What you have to do
Rewrite the material below, changing every occurrence of "white cloud" to "cumulus cloud" and leaving everything else unchanged.

Extracted material
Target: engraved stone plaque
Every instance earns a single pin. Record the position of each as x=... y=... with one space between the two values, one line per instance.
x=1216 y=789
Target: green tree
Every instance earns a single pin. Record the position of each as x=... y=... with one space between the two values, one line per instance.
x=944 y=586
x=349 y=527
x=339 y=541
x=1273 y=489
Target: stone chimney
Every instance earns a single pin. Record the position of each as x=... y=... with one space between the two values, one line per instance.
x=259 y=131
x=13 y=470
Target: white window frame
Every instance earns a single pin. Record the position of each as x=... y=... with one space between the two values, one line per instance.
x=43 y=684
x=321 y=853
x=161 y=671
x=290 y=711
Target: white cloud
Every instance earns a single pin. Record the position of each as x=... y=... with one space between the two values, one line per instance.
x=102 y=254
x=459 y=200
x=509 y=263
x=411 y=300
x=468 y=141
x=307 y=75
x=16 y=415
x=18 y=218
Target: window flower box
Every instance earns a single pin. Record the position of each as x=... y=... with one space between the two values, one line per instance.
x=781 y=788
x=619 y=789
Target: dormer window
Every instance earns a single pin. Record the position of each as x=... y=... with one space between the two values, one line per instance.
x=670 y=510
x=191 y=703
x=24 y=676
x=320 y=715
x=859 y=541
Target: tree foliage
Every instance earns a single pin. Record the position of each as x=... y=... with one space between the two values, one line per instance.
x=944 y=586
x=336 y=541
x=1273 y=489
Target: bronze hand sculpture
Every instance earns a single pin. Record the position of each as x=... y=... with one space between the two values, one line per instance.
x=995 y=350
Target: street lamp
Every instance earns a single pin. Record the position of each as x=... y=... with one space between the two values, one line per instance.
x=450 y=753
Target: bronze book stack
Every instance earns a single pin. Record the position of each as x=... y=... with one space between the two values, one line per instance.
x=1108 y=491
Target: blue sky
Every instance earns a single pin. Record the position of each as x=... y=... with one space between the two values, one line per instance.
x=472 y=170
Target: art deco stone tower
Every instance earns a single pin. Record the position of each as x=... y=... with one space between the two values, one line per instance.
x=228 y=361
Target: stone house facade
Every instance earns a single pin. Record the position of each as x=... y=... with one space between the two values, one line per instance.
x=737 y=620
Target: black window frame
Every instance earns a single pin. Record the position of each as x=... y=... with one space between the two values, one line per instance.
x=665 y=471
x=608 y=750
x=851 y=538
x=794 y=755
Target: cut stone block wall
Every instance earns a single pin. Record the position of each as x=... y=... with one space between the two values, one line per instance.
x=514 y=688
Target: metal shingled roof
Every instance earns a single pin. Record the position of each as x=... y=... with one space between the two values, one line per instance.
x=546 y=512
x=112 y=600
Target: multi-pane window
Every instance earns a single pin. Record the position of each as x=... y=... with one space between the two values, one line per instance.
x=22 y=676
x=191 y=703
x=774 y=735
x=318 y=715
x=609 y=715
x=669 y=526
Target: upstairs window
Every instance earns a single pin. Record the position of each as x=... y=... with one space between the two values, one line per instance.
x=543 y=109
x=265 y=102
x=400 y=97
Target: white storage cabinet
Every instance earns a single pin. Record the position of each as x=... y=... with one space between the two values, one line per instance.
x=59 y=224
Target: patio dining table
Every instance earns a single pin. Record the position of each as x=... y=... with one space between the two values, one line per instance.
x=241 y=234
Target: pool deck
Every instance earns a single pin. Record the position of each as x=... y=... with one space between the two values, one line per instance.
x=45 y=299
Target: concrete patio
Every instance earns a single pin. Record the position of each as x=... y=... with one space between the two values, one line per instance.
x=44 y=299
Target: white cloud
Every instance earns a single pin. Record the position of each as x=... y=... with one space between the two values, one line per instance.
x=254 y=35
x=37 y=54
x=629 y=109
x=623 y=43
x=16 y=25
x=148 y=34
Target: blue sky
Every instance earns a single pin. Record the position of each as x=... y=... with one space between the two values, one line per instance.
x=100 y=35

Task output
Target: engraved stone plaque
Every instance earns a single pin. Record the position of each as x=... y=... with one space between the two values, one line per instance.
x=1216 y=789
Target: green tree
Every instance earns a single pin. Record the position of each as x=... y=... with one space between the two values, one line per instance.
x=944 y=586
x=349 y=527
x=339 y=541
x=1273 y=489
Target: stone chimney
Every instance earns a single pin. Record the position of each as x=... y=... with one space between the two values, one line per instance.
x=259 y=131
x=13 y=470
Target: white window frame
Every instance earns a single pin. Record the position of each as x=... y=... with one space between the two values, one line per instance.
x=43 y=684
x=321 y=853
x=161 y=671
x=290 y=711
Target: cumulus cloud
Every instance earns a single pin. Record the position of each as x=... y=... with one space between the two values, one line per instance.
x=102 y=254
x=459 y=200
x=509 y=263
x=411 y=300
x=468 y=141
x=307 y=75
x=16 y=415
x=18 y=218
Target: window flower box
Every instance earns a single pin. Record the position of each as x=... y=... with one space between the two values, one line per instance.
x=781 y=788
x=619 y=789
Target: dormer window
Every instance earns a single pin. Record the position of each as x=... y=... with one space between the two values, one line per instance.
x=670 y=510
x=191 y=703
x=24 y=676
x=320 y=715
x=859 y=541
Target: tree foliage
Every instance earns a single pin. Record the position of each as x=... y=... with one space between the two values, one line per instance.
x=944 y=586
x=336 y=541
x=1273 y=489
Target: bronze hand sculpture
Every instance earns a single pin. Record the position of each as x=... y=... with one space between the two values, one line per instance.
x=995 y=350
Target: street lamp
Every instance earns a single pin. Record the position of each as x=... y=... with one space between the two values, one line per instance.
x=450 y=753
Target: bronze book stack
Every instance earns a single pin. Record the position of each as x=... y=... with one space between the two values, one line per instance.
x=1108 y=491
Target: blue sky
Every instance earns a single pin. Record the position of each as x=... y=... with one space between the two values, one line per instance.
x=472 y=170
Target: art deco stone tower
Every instance earns a single pin. Record the position of each as x=... y=... with one space between the two values, one line per instance.
x=228 y=361
Target: stone house facade
Every instance earns a single pin. Record the position of each as x=... y=... with one space between the two values, one line per instance.
x=737 y=620
Target: black window frame
Every instance earns a single pin. Record the position of each as x=... y=... with one space between the two values, one line per instance.
x=665 y=471
x=608 y=750
x=851 y=538
x=794 y=755
Target: cut stone block wall
Every instance earns a single pin. Record the position of each as x=... y=... with one space between the two values, one line per instance.
x=514 y=688
Target: metal shingled roof
Every instance earns a single pin. Record the position of each as x=... y=... with one space between the two values, one line per instance.
x=546 y=512
x=112 y=600
Target: multi-pane window
Every instance earns a single pin. Record the position of each as x=... y=... with one space between the two values, one line per instance.
x=22 y=676
x=191 y=703
x=774 y=735
x=318 y=715
x=609 y=715
x=669 y=526
Target: upstairs window
Every instance earns a single pin. Record the position of each as x=... y=... with one space between the two values, one line per instance.
x=543 y=109
x=265 y=102
x=400 y=97
Target: white storage cabinet
Every instance earns a single pin. Record the position of each as x=... y=... with one space between the two values, one line per instance.
x=59 y=224
Target: patio dining table
Every instance earns a single pin. Record the position of each as x=... y=... with one space between the two values, one line per instance.
x=241 y=234
Target: pool deck
Every instance earns a single pin. Record the position of each as x=... y=... with one space between the two values, one line per instance.
x=45 y=299
Target: concrete patio
Every instance earns a single pin. Record the position of each as x=... y=... with one space between the two values, one line per instance.
x=44 y=299
Target: cumulus cloud
Every instance earns a single pin. Record the position of each as x=... y=... with one space between the two values, one line per instance.
x=254 y=35
x=37 y=54
x=629 y=109
x=623 y=43
x=16 y=25
x=148 y=34
Target: blue sky
Every instance earns a single pin. Record the position of each as x=... y=... with one space between the two values, one line per instance.
x=100 y=35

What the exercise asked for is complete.